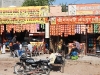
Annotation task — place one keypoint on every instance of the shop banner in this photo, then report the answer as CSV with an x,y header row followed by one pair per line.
x,y
78,20
47,30
23,12
84,9
23,21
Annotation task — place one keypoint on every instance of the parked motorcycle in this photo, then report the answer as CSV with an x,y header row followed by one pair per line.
x,y
27,66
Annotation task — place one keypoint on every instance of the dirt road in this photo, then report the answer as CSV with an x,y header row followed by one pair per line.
x,y
79,67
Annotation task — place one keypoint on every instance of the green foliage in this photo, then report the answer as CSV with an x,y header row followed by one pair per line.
x,y
37,2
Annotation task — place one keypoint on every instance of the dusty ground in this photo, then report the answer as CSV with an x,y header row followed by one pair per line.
x,y
83,66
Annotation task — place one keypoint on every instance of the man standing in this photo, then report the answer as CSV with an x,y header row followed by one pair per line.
x,y
98,39
14,39
77,44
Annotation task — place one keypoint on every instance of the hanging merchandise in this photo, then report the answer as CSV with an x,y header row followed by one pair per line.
x,y
95,28
83,29
77,29
73,29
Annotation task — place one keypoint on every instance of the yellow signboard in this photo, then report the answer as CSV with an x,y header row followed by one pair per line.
x,y
23,12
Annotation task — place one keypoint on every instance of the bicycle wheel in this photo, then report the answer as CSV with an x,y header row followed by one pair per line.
x,y
18,69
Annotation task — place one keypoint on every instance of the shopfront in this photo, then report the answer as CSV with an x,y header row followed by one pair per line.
x,y
84,29
18,20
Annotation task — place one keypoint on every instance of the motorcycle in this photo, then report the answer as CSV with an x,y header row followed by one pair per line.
x,y
28,66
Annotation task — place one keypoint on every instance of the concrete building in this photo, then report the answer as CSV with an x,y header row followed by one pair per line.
x,y
57,11
7,3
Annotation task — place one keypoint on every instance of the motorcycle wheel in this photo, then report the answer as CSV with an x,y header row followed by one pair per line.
x,y
19,70
47,70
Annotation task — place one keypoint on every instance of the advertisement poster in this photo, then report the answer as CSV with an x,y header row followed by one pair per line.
x,y
84,9
23,21
77,20
23,12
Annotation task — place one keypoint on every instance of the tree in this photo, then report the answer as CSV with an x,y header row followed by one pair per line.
x,y
37,2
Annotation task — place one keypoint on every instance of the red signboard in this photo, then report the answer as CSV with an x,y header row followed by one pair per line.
x,y
78,20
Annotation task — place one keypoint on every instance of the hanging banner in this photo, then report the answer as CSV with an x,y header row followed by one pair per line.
x,y
78,20
84,9
47,30
23,12
23,21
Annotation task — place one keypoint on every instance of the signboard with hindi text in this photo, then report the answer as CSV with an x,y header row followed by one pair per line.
x,y
24,12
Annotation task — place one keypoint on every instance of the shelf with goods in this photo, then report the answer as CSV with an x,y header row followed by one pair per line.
x,y
93,32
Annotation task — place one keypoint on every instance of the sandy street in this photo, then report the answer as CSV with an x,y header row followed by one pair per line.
x,y
83,66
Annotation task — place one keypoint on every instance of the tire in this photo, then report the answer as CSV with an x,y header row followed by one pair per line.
x,y
19,70
47,71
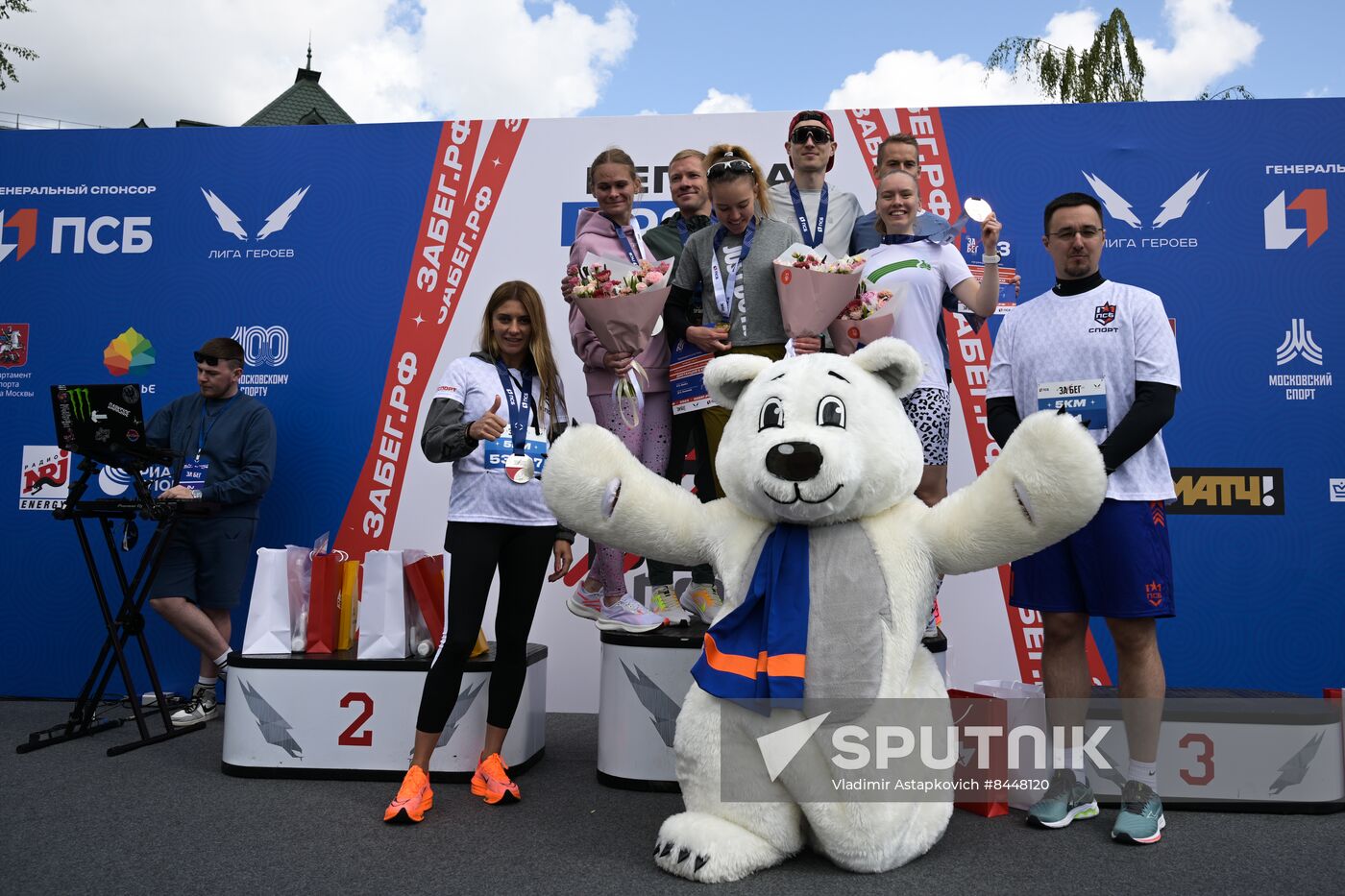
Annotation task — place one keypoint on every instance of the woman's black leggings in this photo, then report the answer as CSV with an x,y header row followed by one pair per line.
x,y
521,553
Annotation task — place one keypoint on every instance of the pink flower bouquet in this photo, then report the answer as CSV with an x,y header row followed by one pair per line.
x,y
623,305
814,288
870,315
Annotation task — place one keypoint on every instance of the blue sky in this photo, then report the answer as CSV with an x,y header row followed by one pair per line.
x,y
427,60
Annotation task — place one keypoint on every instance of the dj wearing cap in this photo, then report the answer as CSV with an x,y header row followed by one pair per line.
x,y
819,215
225,443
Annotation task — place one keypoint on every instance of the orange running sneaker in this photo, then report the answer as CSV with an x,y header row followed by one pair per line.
x,y
413,798
491,781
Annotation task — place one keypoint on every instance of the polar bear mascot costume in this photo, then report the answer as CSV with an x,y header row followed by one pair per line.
x,y
829,563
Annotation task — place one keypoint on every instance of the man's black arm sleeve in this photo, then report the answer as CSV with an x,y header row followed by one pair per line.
x,y
1002,419
1153,406
676,314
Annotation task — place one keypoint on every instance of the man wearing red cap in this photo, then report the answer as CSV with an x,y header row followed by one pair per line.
x,y
819,215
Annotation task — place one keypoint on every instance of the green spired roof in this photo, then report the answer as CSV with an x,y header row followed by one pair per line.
x,y
305,103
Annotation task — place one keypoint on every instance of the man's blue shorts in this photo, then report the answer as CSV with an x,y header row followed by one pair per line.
x,y
206,561
1118,567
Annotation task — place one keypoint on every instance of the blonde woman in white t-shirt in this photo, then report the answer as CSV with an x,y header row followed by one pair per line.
x,y
923,271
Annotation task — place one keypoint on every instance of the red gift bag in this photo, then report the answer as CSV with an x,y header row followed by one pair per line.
x,y
323,613
426,580
982,790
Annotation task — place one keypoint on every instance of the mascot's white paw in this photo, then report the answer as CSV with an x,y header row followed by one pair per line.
x,y
712,851
1053,462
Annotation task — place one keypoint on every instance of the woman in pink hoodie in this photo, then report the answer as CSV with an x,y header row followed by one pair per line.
x,y
609,231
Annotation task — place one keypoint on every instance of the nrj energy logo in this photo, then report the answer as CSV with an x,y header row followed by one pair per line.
x,y
24,222
44,480
1311,204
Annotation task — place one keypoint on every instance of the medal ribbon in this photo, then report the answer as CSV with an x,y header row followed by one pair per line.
x,y
809,237
520,406
723,294
625,244
205,430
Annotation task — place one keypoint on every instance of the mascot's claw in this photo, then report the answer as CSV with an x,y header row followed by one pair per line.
x,y
710,849
1024,500
614,492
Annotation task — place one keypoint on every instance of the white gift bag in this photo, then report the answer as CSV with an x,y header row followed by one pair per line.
x,y
382,613
299,568
268,610
1025,705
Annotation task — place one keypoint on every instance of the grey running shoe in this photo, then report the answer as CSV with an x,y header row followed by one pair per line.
x,y
1066,798
1140,819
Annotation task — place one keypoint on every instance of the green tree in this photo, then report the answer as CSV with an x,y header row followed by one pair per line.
x,y
7,50
1109,71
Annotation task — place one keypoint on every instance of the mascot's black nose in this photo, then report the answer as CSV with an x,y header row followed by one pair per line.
x,y
794,460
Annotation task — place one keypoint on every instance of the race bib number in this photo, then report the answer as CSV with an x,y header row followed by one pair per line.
x,y
1082,399
194,473
498,451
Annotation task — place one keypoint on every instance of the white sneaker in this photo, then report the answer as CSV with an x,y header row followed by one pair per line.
x,y
585,604
628,615
202,707
663,601
703,601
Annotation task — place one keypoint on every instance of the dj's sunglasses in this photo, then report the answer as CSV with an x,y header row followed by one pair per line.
x,y
818,133
210,361
728,164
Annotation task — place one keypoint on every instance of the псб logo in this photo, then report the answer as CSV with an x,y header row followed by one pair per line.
x,y
26,222
276,221
1280,234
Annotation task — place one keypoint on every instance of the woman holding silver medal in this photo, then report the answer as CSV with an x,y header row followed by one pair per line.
x,y
494,416
733,264
917,269
611,230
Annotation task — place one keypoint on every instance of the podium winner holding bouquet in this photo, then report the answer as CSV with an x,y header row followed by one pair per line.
x,y
733,267
609,231
493,417
918,272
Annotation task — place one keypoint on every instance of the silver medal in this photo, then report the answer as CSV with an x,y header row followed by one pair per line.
x,y
520,469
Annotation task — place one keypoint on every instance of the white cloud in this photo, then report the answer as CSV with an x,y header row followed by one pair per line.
x,y
921,78
1208,42
164,60
716,103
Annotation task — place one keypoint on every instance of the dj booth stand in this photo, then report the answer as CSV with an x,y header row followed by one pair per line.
x,y
130,620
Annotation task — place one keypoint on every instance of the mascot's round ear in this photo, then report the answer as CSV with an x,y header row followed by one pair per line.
x,y
726,376
893,361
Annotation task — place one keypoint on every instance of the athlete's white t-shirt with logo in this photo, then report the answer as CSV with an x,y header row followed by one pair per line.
x,y
923,271
1085,352
481,493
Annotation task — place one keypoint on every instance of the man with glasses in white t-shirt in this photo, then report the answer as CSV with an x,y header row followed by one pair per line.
x,y
1105,352
820,217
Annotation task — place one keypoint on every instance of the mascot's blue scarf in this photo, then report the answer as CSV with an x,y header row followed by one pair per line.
x,y
757,650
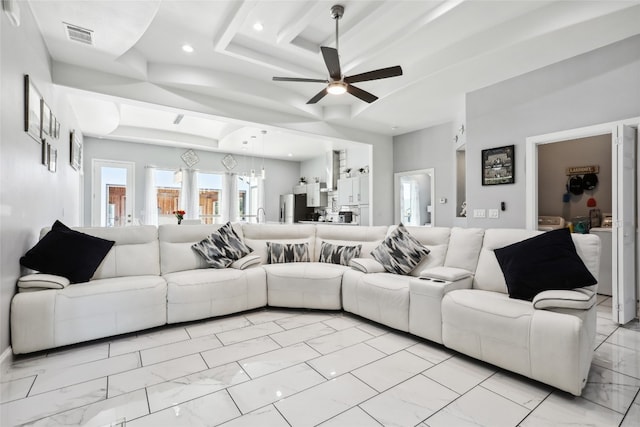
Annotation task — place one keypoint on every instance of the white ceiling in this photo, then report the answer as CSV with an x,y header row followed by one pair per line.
x,y
446,49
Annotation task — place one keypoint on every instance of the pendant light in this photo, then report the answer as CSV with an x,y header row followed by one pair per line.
x,y
264,173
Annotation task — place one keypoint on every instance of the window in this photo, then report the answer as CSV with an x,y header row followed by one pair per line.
x,y
248,199
168,190
210,189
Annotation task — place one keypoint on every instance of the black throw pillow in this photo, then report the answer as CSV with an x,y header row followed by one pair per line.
x,y
67,253
544,262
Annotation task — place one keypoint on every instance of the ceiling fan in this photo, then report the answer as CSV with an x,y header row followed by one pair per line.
x,y
337,83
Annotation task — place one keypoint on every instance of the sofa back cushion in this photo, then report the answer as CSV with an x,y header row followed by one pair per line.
x,y
176,253
347,235
135,252
436,239
256,237
489,274
464,247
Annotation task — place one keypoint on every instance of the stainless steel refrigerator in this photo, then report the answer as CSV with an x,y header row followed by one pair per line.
x,y
293,208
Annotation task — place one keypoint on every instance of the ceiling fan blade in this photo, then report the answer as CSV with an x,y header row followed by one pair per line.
x,y
318,96
296,79
332,60
382,73
362,94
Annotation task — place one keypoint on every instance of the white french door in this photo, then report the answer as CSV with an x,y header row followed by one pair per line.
x,y
112,198
625,223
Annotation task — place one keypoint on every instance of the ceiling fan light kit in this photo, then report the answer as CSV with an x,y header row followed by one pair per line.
x,y
337,88
338,84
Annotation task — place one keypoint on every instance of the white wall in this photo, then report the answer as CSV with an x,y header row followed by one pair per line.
x,y
553,159
281,175
431,148
31,197
597,87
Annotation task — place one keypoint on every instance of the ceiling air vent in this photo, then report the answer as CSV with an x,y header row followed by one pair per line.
x,y
79,34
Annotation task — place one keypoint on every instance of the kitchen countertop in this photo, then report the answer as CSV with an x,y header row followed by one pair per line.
x,y
327,222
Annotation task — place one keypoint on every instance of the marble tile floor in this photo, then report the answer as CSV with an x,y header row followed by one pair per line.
x,y
277,367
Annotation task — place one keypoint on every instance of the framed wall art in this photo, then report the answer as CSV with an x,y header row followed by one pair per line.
x,y
46,150
75,148
498,165
45,119
53,159
32,100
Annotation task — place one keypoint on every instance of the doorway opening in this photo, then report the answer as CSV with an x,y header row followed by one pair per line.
x,y
623,141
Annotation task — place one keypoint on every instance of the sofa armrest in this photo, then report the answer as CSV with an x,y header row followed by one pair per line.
x,y
445,274
246,262
367,265
40,281
578,299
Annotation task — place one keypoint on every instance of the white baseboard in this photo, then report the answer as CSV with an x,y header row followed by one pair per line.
x,y
6,358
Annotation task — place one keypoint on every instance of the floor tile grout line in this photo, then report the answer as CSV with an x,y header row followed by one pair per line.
x,y
624,416
68,409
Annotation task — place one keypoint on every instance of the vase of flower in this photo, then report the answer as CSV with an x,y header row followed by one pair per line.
x,y
180,215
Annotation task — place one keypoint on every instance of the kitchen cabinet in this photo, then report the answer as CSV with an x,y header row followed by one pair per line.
x,y
315,197
353,191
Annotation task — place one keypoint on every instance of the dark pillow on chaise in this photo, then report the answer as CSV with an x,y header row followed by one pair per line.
x,y
67,253
544,262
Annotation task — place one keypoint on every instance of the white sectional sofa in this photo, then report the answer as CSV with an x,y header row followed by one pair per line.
x,y
456,296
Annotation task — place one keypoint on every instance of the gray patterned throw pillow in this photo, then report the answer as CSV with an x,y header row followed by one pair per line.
x,y
287,252
222,247
400,252
336,254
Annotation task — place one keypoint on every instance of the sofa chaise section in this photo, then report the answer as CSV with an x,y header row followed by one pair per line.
x,y
195,291
549,339
384,297
125,294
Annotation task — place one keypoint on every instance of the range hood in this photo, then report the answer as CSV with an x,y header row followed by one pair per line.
x,y
332,169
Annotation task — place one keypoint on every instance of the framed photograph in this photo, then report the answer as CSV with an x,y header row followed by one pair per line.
x,y
75,150
53,159
32,100
46,150
498,165
45,119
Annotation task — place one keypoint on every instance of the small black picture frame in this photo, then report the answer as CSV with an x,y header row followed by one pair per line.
x,y
499,165
32,109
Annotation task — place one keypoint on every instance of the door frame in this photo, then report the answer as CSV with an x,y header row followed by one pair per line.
x,y
96,202
531,190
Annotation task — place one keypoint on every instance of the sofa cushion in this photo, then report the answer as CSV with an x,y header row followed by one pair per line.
x,y
287,252
367,265
68,253
305,285
222,247
337,254
578,299
400,252
544,262
40,281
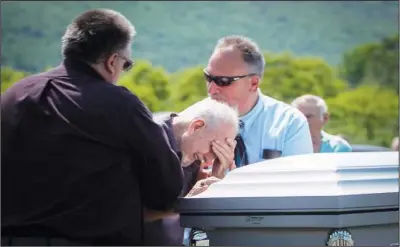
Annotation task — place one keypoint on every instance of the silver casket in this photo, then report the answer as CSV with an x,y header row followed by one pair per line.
x,y
332,199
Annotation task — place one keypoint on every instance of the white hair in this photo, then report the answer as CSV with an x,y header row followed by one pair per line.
x,y
213,112
249,49
313,100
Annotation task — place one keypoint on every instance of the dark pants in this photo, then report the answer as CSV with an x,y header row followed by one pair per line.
x,y
37,241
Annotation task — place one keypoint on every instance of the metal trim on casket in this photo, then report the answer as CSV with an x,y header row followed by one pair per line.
x,y
311,193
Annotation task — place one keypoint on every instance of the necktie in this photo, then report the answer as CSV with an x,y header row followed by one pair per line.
x,y
241,158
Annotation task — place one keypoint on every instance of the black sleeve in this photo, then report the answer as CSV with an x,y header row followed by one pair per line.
x,y
160,176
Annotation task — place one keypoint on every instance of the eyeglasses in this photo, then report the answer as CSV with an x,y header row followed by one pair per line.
x,y
128,63
224,81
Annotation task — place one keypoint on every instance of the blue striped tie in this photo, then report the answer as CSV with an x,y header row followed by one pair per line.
x,y
241,158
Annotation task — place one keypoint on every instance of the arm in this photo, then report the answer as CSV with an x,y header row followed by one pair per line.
x,y
160,176
343,146
298,138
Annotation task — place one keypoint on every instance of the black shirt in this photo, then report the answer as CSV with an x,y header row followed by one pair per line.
x,y
81,158
168,231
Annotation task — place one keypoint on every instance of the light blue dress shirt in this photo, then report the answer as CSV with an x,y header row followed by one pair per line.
x,y
333,144
275,125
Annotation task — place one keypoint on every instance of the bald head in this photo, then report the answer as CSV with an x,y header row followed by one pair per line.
x,y
315,110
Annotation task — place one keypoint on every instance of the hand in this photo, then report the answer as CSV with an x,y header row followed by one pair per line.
x,y
201,186
225,153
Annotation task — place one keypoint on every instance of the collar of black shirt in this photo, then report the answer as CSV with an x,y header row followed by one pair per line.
x,y
81,66
171,136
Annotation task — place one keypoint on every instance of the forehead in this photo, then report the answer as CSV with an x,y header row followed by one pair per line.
x,y
223,132
226,62
307,108
127,51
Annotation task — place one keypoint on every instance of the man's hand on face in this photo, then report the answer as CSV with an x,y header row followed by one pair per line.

# # #

_What is required_. Exactly and in full, write out the lines from the one containing "of the hand" through the end of the listing.

_Response to this task_.
Annotation task — place one keypoint on every instance of the hand in this photo, then report the answer as CSV with an x,y header row followed by one pair per line.
x,y
201,186
225,153
Annotation task — place one keypoint on every instance of the collar of black shirt in this photo, then report the answer as CSV with an x,y header row followed by one pair per line.
x,y
81,66
171,136
Annotation task — place one keypoint on every instance of the forehead in this photo, then report the answer as CSV with an x,y header row followed by one pair per line.
x,y
223,132
226,62
307,108
127,51
Annotation task — place one keypoint on every instance of the man's hand on face in this photo, then report the answer as CSV with an x,y header row followed by one pair per line.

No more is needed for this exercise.